指示と条件 — SIL認証と定期検査についての文章の続きを、最後の文のすぐあとから書き足してください。

Festo製品のすべてのSIL認証とメーカー宣言書は、ページ上部の検索ボックスと「製品→サポート」セクショの詳細ページに型式か製品番号を入力すれば見つけることができます。

4.定期的なテストと検査

システムのセーフティ機能は定期的な間隔で検査しなければなりません。これは労働安全衛生に関するドイツの条例や事故防止規則の法務規定によって要求されているものです。SIL定期的検査の主な目的は、人身傷害, 物的損害, 環境への損害を防ぐことですが、それ以外にも計画外のダウンタイムを防ぎシステムの信頼性を確保するという点もあります。検査により、破損が見つかった場合の原因が機器や構造上の欠陥に起因するものではないと証明することができます。

テストの間隔はオペレータが自身で決めることができます。リスクアセスメントは個々のSILコンポーネントやその他のファクターのセーフティパラメータをベースに実施されます。このため設計の面では、操作を中断させることなく必要に応じて交換できる恒久的なソリューションが非常に効果的です。Festo製品の検査期間に関する推奨については、お問い合わせください。

SILのFAQ:質問と回答

SIL認証のコードの意味は?

機能安全を保証するための製品データシート, 認証およびモデル計算には一連の重要なデータと用語が使用されています。以下はSIL算出でも最も重要なものです:

  • λ(故障率 )、適用される分類:S=安全な全体故障率; SD=安全で検出可能な故障率; SU=安全で検出不可能な故障率; D=危険な全体故障率; DD=危険で検出可能な故障率; DU=危険で検出できない故障率

  • デバイスタイプ: A=使用されている全コンポーネントの故障動作とエラー動作が運用的信頼性などを通じて十分に決定されているもの。B=使用されている1つ以上のコンポーネントのエラー動作と故障が発生した場合の動作が十分に定義されていない。

記録データ —
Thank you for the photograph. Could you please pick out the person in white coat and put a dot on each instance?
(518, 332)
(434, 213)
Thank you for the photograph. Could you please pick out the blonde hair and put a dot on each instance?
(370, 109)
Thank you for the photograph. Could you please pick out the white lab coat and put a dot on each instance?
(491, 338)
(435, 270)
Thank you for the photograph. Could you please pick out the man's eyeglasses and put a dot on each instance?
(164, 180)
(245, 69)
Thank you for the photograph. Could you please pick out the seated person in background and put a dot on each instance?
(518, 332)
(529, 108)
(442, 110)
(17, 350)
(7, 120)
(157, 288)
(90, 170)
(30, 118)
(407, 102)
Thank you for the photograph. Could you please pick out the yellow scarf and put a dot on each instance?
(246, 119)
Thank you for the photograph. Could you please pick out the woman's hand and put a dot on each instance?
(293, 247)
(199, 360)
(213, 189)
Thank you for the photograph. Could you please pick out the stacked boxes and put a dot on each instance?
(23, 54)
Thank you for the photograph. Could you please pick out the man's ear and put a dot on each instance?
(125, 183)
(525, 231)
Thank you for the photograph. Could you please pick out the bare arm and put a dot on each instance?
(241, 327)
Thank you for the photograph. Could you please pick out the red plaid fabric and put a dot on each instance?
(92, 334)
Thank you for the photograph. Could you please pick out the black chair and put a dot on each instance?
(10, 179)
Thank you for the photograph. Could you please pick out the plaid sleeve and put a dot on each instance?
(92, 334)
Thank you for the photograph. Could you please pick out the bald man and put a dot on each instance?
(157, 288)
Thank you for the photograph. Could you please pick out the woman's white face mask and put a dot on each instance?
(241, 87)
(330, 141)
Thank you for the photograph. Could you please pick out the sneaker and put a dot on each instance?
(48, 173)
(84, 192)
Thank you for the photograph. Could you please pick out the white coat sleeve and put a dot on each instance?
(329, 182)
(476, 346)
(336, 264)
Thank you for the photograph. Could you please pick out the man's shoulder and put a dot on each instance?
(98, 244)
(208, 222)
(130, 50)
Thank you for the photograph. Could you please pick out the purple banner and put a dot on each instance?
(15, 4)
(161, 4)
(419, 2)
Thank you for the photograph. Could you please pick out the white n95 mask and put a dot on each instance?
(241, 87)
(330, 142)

回答 —
  • HFT(ハードウェアフォールトトレランス):エラーや偏差が生じた場合に必要とされる機能を維持させることができる性能。HFT0=単一のエラーが安全機能の喪失につながる可能性がある(1oo1相互接続の場合など)。HFT1=安全性の喪失が2つ以上のエラーが同時に発生した場合にのみ発生する(1oo2相互接続の場合など)。HFT2=3つ以上のエラーが同時に発生しなければ安全性は損なわれない(1oo3相互接続の場合など)。

  • High Demand: セーフティシステムに対する高頻度または継続的な作動要求を伴う運転モード。継続的に稼働しているか、年に1回以上セーフティシステムの起動が要求される。

  • Low Demand: セーフティシステムに対する低頻度の作動要求を伴う運転モード。年1回以上要求されることがない。

  • MTBF (Mean Time Between Failure): 連続して発生した2つのエラー間の平均時間。

  • PFD(Probability of Failure on Demand): 低頻度(作動要求10回未満/年=Low Demand)でのセーフティ機能の作動失敗確率。

  • PFH(Probability of Failure per Hour): 連続作動時(作動要求10回以上/年)=High Demandでの安全機能の作動失敗確立。

  • SFF(Safe Failure Fraction): エラーの総数に占める安全なエラーの割合。

セーフティシステムは何で構成されるか?


通常、SIL回路は3つのセグメントで構成されます:

  • センサ(圧力センサや温度センサ、レベルゲージなど)
  • 評価ユニットと出力ユニット(セーフティPLCなど)
  • ソレノイドバルブ、アクチュエータおよびプロセスバルブで構成される自動プロセスバルブユニット

サブシステム用PFD/PFHの分布とは?

セーフティ機能のサブシステムへの故障確率の分布はシングルチャンネルシステムでは、アクチュエータのSD故障率が最重要視されます。

SIL Safety integrated system

SIL計算の値はどこに記載されていますか?

SILの計算に必要なすべての故障確率はメーカーの宣言書または証明書(青色で強調表示)に記載されています。故障確率からSILに応じて全体的な故障確率(背景が灰色で表示されている値)を計算することができます。

SILの計算

証明書はいつ必要になる?

システムに要求されるセーフティレベルが高いほど機能安全を評価する独立性に関する基準も高くなります。IEC 61511規格ではSIL2まではメーカー宣言書で十分であると規定されています。SIL3以降の場合、TÜVやExidaなどの独立した組織からの証明書が必要となります。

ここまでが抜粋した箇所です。